* TEXT *
*** Begin section ***

Many countries leveraged low-cost technology solutions to reach out to the unserved and underserved segments that financial institutions were not able to cover profitably. In the early days of Fintech development, there were three main modes of activity in the Asia-Pacific region: peer-to-peer lending, mobile payment, and robo advice. Since then, there have been several high-profile developments, such as the closely-watched deal on AI (artificial intelligence) between ChinaAMC, a Chinese mutual fund, and Microsoft first announced in June 2017; and a similar one between Bank of China and Tencent.

Countries in the Asia-Pacific region are at various stages of fintech development. Several Asia-Pacific EMs are at the forefront of fintech use. For example, China is a global leader in mobile payments, accounting for more than half of total mobile payments in the region at end-2015 (World Bank, 2018), reaching levels greater than those in most developed countries. Many Chinese consumers have moved directly from cash to mobile payments, bypassing debit and credit cards. The use of Fintech in China has also expanded to include savings and credit products. Likewise, the use of Fintech in a number country in the Association of Southeast Asian Nations (ASEAN) has also expanded beyond payments to include lending, insurance, investment, and mobile money. In many of these countries, such as in Thailand, the rise of Fintech has already started to cause a decline in the number of physical bank branches.

Developing economies in the Asia-Pacific region have also started to make strides in fintech, given their conditions and needs. A few examples are provided below:

  • Mobile Banking. Mobile banking has provided citizens an alternative means of accessing financial services, particularly in areas that lack access to physical financial institutions such as bank branches. This said, mobile banking in most of Asia-Pacific countries is not as prevalent as it is in Sub-Saharan Africa (Figure 11a). In Africa, there is much greater usage of mobile technology compared to Asia, in part due to the limited availability of conventional financial infrastructure. On the other hand, Asia performs slightly better in traditional financial services (as measured by branches per 100,000 people). There is also a marked difference in terms of the geographic coverage of traditional infrastructure (as measured by branches per 1,000km2), which appears to be a driver of the adoption of technological solutions.
  • Mobile Payments. Several Asia-Pacific countries have been using mobile payments to receive remittances, notably Bangladesh, Cambodia and the Philippines. However, the region is still substantially behind several African countries in adopting mobile technology. On average, more than a third of the population in Kenya, Uganda, Tanzania or Zimbabwe use mobile technology for receiving domestic remittances. Asia-Pacific still has the scope to catch up with their peers in Africa in terms of the use of a mobile phone to make a financial transaction. Based on Findex data, Bangladesh, China, and Mongolia are among the top Asia-Pacific performers when it comes to using mobile phone to receive domestic remittances. More recently, several Asia-Pacific countries are pushing for greater financial inclusion through mobile technology given the advantage of strong mobile penetration in these countries.

*** End section ***

* DATA PROVIDED *
*** Begin section ***

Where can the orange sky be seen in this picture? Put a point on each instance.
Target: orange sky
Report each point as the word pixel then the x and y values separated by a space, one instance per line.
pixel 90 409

*** End section ***

* WHAT YOU HAVE TO DO *
In the text on fintech, what three main modes of activity did the Asia-Pacific region have in the early days of Fintech development?

* WRITTEN REPLY *
Peer-to-peer lending, mobile payment, and robo advice.